• [ПРЕДЛОЖЕННЫЙ ОТРЫВОК]:

+--

Пикассо. Иностранец. Жизнь во Франции, 1900–1973 - Анни Коэн-Солаль
Шрифт:
Интервал:
Закладка:
Тут самое место вспомнить Всемирную выставку 1900 года и то презрение, с каким французская художественная элита относилась к экспозициям с прикладным искусством. В 1912 году Пикассо, используя ноу-хау Брака, «разрушил эту иерархию между высоким и низким»{400}, художественным и прикладным, и вывел искусство на другую плоскость, к авангарду. С 1911 по 1914 год эта тенденция стала нарастать и распространяться по всему миру. Сначала ее посчитал интересной галерист Канвейлер. Потом эту идею опробовали в своих работах художники Хуан Грис и Фернан Леже, Жан Метценже, Анри Ле Фоконье, Глейз, а также художники из группы Пюто, оформившейся в 1912 году на выставке «Сексьон д'ор» («Золотое сечение»). Дальше она получила развитие у теоретиков динамизма, таких как братья Дюшан, Делоне и Пикабиа. И до начала Первой мировой войны эта новая тенденция захватила весь мир, от России, Австрии и Германии до Северной Америки.

+--

• [ИСХОДНЫЕ ДАННЫЕ]:
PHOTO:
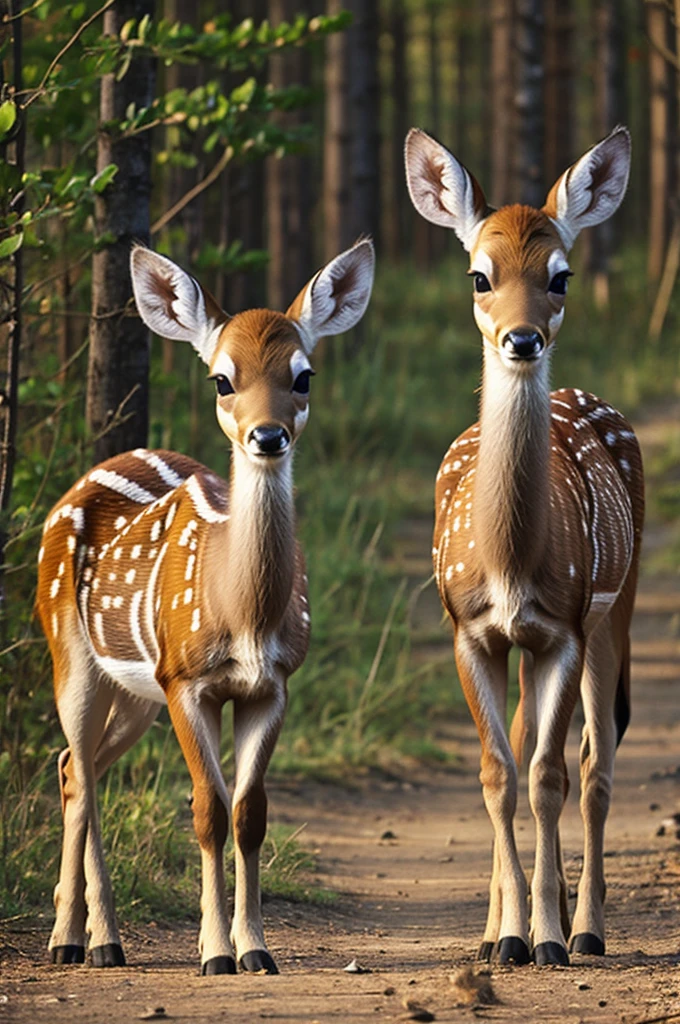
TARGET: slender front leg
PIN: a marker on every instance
(196, 719)
(557, 677)
(606, 659)
(483, 677)
(83, 897)
(256, 728)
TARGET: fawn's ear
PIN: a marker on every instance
(441, 189)
(172, 304)
(337, 297)
(591, 189)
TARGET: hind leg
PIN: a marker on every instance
(607, 658)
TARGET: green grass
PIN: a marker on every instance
(368, 694)
(146, 824)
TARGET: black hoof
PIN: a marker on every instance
(219, 965)
(586, 942)
(485, 951)
(68, 954)
(109, 955)
(258, 962)
(512, 949)
(551, 952)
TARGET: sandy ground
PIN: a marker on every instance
(410, 859)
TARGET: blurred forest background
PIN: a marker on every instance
(251, 142)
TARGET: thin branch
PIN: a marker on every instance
(667, 284)
(659, 1020)
(74, 39)
(28, 10)
(283, 846)
(665, 52)
(193, 193)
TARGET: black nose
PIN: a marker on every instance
(523, 344)
(270, 440)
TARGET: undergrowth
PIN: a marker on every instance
(369, 692)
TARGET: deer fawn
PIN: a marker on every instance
(539, 519)
(160, 583)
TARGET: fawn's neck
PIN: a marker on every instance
(252, 555)
(511, 488)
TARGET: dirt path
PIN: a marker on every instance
(411, 862)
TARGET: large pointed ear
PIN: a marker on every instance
(337, 297)
(592, 188)
(172, 304)
(441, 189)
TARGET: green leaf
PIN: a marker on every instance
(7, 117)
(10, 245)
(103, 178)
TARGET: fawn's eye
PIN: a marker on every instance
(301, 384)
(480, 282)
(223, 384)
(559, 283)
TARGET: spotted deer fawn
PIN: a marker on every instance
(539, 518)
(160, 583)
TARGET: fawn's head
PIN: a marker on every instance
(518, 254)
(259, 359)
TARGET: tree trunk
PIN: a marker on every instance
(502, 139)
(337, 212)
(365, 99)
(178, 180)
(659, 130)
(288, 182)
(528, 103)
(559, 89)
(396, 209)
(242, 205)
(608, 113)
(9, 388)
(118, 372)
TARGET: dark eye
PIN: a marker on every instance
(559, 282)
(223, 384)
(301, 385)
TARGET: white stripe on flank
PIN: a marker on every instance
(201, 503)
(113, 480)
(151, 592)
(135, 677)
(166, 472)
(135, 629)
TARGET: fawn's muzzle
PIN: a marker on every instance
(523, 344)
(268, 440)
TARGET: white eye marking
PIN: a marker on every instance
(557, 263)
(555, 323)
(482, 263)
(223, 364)
(299, 363)
(300, 420)
(484, 322)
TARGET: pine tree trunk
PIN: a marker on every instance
(288, 183)
(178, 179)
(118, 372)
(659, 130)
(12, 295)
(608, 113)
(528, 103)
(396, 208)
(337, 204)
(365, 99)
(242, 201)
(559, 88)
(502, 98)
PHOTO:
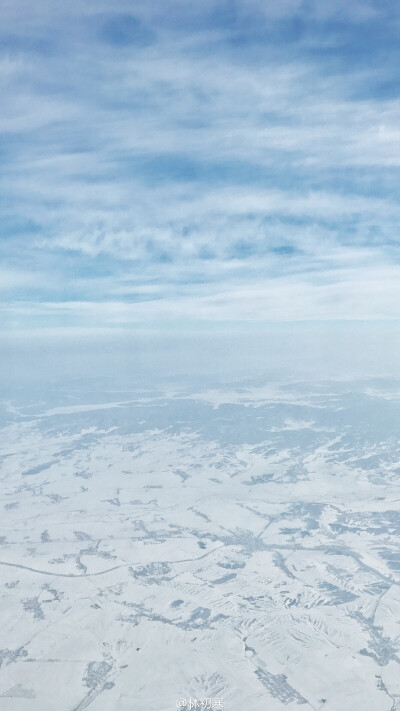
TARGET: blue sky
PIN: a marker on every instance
(176, 163)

+--

• [ЧТО СДЕЛАТЬ]:
- 1) В каком году, согласно отрывку о Пикассо, оформилась группа Пюто?
- 2) Перепишите строки листинга, начиная со строки с «TARGET: white eye marking» и до конца листинга включительно. Изображения в ответ не включайте.

• [ИТОГОВЫЕ РЕЗУЛЬТАТЫ]:
- 1) В 1912 году.

- 2)
TARGET: white eye marking
PIN: a marker on every instance
(557, 263)
(555, 323)
(482, 263)
(223, 364)
(299, 363)
(300, 420)
(484, 322)
TARGET: pine tree trunk
PIN: a marker on every instance
(288, 183)
(178, 179)
(118, 372)
(659, 130)
(12, 295)
(608, 113)
(528, 103)
(396, 208)
(337, 204)
(365, 99)
(242, 201)
(559, 88)
(502, 98)
PHOTO:
TARGET: blue sky
PIN: a marker on every instance
(176, 163)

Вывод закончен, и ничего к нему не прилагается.